[Stored records]

'''

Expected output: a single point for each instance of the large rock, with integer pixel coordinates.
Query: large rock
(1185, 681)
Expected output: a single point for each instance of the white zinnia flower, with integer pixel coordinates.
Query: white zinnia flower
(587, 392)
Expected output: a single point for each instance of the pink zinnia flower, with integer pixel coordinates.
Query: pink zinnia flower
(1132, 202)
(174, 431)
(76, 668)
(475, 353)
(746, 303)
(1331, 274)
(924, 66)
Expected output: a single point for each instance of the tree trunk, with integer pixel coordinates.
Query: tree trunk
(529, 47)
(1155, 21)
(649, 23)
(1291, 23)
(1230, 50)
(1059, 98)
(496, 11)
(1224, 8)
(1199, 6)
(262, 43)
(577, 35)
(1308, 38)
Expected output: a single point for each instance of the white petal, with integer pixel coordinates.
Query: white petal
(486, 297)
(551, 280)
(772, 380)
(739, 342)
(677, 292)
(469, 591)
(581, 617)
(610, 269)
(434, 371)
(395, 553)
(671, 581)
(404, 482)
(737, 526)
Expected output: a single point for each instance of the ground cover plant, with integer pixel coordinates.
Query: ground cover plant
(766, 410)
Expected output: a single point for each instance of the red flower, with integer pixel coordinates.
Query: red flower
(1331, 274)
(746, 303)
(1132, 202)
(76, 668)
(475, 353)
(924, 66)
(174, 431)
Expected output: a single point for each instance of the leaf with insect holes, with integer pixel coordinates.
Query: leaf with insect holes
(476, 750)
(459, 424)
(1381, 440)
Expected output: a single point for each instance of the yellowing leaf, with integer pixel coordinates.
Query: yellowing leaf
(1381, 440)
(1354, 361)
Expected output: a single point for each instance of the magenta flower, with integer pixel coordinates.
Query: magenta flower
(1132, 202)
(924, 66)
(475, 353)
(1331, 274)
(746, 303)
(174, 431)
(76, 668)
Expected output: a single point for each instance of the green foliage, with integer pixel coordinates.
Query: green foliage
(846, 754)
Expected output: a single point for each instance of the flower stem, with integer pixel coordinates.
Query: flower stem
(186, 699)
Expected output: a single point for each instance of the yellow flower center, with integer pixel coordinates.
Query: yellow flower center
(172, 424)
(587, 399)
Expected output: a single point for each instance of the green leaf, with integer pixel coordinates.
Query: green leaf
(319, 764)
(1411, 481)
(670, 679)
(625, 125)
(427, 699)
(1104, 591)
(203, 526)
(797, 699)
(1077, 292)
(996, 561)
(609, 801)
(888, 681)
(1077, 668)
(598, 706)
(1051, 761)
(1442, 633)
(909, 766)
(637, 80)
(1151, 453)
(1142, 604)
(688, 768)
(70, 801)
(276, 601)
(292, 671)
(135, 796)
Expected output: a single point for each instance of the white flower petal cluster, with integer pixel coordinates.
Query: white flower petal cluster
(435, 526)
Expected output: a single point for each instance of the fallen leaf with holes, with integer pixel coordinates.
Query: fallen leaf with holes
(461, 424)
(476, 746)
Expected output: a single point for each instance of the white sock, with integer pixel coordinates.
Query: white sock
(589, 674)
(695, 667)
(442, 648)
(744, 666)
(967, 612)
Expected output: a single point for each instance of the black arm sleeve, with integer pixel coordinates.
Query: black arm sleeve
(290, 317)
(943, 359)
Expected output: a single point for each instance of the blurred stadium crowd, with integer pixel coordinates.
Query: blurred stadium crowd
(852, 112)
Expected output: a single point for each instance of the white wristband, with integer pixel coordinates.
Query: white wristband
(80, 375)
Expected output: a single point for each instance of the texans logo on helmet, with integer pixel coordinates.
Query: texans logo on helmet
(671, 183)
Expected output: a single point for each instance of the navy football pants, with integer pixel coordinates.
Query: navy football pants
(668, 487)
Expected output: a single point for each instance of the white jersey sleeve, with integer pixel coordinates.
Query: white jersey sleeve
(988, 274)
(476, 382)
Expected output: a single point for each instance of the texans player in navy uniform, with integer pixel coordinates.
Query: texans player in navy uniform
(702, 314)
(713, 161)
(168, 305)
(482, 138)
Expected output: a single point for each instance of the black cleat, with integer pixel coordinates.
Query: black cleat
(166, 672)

'''

**Objective**
Write out everything from the line containing "jersey sleeve, with integer pixel coordinates." down to the end of the records, requests included. Shift every coordinate in the answers by adding -47 to it.

**Problem solution**
Expected output: a single point for each instance of the white jersey sleeve, with integer pixel coordinates.
Query: white jersey sleeve
(941, 227)
(429, 335)
Expected output: a single point for each instance of the texans player in navy uniform, with integer pixel coordinates.
Query: texans player in navy uniform
(655, 267)
(666, 114)
(121, 258)
(435, 91)
Expected output: a single point for each instance of the black cleat, with integer pixel coordinates.
Query: black cleat
(119, 625)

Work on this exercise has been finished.